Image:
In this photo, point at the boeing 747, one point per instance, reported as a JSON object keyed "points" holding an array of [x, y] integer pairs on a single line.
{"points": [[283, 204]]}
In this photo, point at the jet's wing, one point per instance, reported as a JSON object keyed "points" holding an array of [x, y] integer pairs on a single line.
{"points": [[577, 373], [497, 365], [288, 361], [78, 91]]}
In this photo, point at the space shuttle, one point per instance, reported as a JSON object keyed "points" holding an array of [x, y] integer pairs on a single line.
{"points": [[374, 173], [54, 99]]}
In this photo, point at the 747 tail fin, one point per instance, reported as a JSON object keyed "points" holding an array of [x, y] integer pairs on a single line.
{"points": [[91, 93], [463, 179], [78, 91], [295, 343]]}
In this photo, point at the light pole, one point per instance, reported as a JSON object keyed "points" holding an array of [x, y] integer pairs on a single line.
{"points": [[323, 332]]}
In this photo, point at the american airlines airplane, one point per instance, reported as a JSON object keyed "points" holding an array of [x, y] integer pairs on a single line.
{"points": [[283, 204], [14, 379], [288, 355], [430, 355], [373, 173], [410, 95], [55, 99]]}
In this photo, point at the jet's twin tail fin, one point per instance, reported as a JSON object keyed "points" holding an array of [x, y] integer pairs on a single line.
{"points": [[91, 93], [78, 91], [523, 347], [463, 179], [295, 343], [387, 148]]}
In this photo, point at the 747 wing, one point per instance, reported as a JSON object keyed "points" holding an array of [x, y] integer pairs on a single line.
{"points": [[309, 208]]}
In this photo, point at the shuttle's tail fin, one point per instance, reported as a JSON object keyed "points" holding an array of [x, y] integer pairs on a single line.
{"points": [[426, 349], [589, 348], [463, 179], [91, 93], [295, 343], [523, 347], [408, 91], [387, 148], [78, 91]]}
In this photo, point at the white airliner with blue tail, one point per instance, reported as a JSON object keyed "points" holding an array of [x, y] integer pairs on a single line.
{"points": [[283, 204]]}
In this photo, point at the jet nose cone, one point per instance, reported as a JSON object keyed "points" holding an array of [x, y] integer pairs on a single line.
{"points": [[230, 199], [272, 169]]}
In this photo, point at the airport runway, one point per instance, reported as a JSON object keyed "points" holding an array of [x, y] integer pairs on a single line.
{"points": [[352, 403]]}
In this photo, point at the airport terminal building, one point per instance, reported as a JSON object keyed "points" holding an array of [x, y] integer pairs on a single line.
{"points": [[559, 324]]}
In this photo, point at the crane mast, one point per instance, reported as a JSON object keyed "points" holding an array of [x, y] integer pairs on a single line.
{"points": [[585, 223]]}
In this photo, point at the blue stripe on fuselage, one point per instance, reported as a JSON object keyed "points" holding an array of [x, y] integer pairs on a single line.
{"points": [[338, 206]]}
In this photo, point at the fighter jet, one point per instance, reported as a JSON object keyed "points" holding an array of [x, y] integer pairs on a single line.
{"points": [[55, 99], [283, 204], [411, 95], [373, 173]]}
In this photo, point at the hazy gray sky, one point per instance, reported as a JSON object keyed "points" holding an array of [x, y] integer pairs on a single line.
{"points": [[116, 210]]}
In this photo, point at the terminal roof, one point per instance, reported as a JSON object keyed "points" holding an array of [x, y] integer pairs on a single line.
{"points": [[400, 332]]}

━━━━━━━━━━━━━━━━━━━━━━━━━━━━━━

- **Short task**: Write out all of the rows above again, word for word and character for character, with nothing changed.

- **Result**:
Image:
In this photo, point at the boeing 747, one point per instance, reported as a JSON object keyed "points" holding an array of [x, y] integer pairs on a single line.
{"points": [[283, 204]]}
In this photo, point at the jet's wing, one point per instance, reported as a JSON object keyed "points" holding an array of [x, y] integer pairs on a single line.
{"points": [[577, 373], [497, 365], [288, 361], [78, 91]]}
In this photo, point at the space shuttle, one point per instance, reported as a JSON object keyed "points" holding an array of [x, y] integer pairs on a single line.
{"points": [[374, 173], [54, 99]]}
In this photo, point at the 747 tail fin, one point per instance, reported as a JSON object keyed "points" holding an array of [x, y] integer pairs on a single line.
{"points": [[91, 93], [463, 179], [78, 91], [295, 343]]}
In this photo, point at the light pole, one point per instance, reported as a JSON object keyed "points" holding an array of [x, y] integer pairs on a single line.
{"points": [[323, 332]]}
In this photo, point at the american airlines airplane, one point per instance, reported as a JSON object keyed "points" holding an array of [x, y] integer pairs on a single line.
{"points": [[283, 204], [14, 379], [288, 355], [430, 355], [373, 173], [410, 95], [55, 99]]}
In this photo, point at the jet's twin tail fin, one point per instance, reported as a JSON object keyed "points" holding an array of [x, y] integer pairs on a single line.
{"points": [[91, 93], [78, 91], [523, 347], [463, 179], [295, 343], [387, 148]]}
In this photo, point at the 747 wing, one point per instance, reported as a JSON object keyed "points" holding an array of [x, y] integer pairs on a single line.
{"points": [[309, 208]]}
In this photo, point at the shuttle's tail fin, one point per instance, reported as a JSON object keyed "points" holding an array of [x, y] integer pairs on a single line.
{"points": [[426, 349], [589, 348], [463, 179], [91, 93], [295, 343], [523, 347], [408, 91], [387, 148], [78, 91]]}
In this photo, point at the white airliner with blue tail, one point per instance, reported as a JSON object keyed "points" holding an array of [x, y] integer pairs on a single line.
{"points": [[283, 204]]}
In this photo, point at the jet nose cone, one point per instance, reported as a JSON object keyed "points" holding an array of [x, y] integer pairs on a single line.
{"points": [[230, 199], [272, 169]]}
In this photo, point at the airport runway, one point per instance, reported as a JSON object keyed "points" holding an array of [x, y] integer pairs on a single line.
{"points": [[352, 403]]}
In this photo, point at the airport terminal building, one point per instance, reported as a JSON object keyed "points" holding an array of [x, y] integer pairs on a single line.
{"points": [[559, 324]]}
In this photo, point at the crane mast, one point per instance, reported as a JSON object keyed "points" holding an array of [x, y] integer pairs on a single line.
{"points": [[585, 223]]}
In this photo, point at the blue stripe on fuselage, one point per instance, reported as a JSON object keyed "points" holding an array of [x, y] integer pairs on a single line.
{"points": [[338, 206]]}
In this photo, point at the fighter jet, one point per instance, reported as a JSON object keyed "points" holding an array of [x, y] integer pairs on a single line.
{"points": [[55, 99], [283, 204], [411, 95], [373, 173]]}
In this photo, point at the hazy gray sky, one point per instance, reported as a JSON object keyed "points" holding an array of [x, y] integer pairs on a single line.
{"points": [[116, 210]]}
In this photo, point at the terminal roof, one point per instance, reported as a JSON object keyed "points" holding an array of [x, y] integer pairs on a single line.
{"points": [[400, 332]]}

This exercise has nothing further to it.